DIRECTION
All lines from the line containing "TARGET: blue hockey glove" up to and including the last line of the listing below should be echoed exactly; no other lines belong in the response.

(Records)
* * * *

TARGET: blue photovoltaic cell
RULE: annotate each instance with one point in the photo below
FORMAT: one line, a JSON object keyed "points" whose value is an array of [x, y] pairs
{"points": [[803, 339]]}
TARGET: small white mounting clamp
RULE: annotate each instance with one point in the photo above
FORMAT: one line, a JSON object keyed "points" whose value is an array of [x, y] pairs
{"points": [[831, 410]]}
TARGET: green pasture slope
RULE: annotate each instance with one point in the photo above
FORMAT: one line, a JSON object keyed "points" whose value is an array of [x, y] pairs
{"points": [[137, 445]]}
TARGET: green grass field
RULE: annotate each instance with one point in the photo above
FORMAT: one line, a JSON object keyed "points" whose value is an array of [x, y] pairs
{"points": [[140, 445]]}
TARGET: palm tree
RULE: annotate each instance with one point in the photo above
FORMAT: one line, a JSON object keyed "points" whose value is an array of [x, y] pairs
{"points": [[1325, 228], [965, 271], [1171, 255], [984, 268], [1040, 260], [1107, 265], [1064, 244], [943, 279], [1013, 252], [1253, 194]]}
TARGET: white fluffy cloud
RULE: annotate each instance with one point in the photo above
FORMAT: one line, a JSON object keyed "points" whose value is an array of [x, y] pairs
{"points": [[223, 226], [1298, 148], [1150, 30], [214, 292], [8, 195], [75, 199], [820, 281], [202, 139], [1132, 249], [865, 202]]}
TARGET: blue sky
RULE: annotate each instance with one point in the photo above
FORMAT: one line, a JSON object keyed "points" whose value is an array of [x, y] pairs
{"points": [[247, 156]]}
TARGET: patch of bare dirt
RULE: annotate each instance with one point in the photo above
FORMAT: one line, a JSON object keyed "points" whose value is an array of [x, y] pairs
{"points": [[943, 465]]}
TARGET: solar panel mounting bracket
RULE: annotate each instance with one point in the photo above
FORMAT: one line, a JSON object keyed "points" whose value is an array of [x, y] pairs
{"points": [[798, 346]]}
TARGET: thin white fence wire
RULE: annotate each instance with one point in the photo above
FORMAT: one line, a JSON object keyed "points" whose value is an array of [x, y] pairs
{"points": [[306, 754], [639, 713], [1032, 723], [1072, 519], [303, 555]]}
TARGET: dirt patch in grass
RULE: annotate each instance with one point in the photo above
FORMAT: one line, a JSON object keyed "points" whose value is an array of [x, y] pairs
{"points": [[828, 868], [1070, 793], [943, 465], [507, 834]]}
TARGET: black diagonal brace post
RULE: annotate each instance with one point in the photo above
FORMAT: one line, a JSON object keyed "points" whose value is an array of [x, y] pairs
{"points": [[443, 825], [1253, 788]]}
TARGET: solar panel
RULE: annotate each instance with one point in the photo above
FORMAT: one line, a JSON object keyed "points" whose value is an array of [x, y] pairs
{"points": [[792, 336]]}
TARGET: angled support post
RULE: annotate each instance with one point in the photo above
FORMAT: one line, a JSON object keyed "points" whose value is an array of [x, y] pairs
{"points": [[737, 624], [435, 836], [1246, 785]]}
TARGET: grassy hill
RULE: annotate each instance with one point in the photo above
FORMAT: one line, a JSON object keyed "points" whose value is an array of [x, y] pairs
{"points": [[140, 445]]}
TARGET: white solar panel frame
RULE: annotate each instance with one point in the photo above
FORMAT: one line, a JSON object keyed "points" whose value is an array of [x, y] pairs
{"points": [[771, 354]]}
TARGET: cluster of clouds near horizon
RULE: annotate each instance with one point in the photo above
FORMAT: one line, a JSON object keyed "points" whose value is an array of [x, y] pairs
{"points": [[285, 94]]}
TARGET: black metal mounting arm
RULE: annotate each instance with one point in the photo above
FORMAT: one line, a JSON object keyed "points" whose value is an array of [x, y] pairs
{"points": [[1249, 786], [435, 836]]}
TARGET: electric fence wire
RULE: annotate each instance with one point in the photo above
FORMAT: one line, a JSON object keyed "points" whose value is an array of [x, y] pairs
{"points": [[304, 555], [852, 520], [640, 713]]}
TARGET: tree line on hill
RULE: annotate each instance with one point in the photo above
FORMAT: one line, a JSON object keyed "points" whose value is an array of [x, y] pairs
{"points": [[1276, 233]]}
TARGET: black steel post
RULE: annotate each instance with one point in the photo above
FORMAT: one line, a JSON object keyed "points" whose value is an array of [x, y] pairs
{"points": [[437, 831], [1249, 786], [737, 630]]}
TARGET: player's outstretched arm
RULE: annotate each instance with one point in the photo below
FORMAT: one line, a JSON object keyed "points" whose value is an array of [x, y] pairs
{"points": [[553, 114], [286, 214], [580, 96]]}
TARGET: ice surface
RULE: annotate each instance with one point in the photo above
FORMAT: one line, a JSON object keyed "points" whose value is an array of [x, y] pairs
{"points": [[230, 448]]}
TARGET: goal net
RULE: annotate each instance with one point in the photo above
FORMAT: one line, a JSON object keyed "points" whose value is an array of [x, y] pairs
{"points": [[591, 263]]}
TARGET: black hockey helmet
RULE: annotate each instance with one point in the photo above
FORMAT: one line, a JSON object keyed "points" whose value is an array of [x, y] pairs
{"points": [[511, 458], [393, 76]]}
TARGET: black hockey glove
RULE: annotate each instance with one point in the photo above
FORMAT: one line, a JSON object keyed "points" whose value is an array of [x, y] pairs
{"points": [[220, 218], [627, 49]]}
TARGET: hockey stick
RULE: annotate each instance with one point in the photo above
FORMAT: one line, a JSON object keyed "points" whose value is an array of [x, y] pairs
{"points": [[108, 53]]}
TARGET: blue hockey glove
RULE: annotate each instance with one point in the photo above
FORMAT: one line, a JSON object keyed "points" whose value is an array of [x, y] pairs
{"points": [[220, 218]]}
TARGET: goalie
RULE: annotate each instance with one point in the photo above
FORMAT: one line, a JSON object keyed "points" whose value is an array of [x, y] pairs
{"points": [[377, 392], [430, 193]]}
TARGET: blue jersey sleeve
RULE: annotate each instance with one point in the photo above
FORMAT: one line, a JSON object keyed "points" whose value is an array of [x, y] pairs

* * * *

WRITTEN SOLUTION
TARGET: blue hockey glove
RULE: annotate each instance with one point in the photo above
FORMAT: one line, a JSON object keyed "points" whose value is an array of [x, y] pairs
{"points": [[220, 218]]}
TARGET: goalie
RULE: annotate each instance with one point in the photo above
FORMAT: one line, a JSON object keyed "points" whose value is an array of [x, y] pairs
{"points": [[377, 392], [430, 193]]}
TARGET: blue jersey sleeve
RULE: annotate each instance with one point in the photo above
FORMAT: one line, a JSON object keyed "points" whose value is an array of [x, y] pairs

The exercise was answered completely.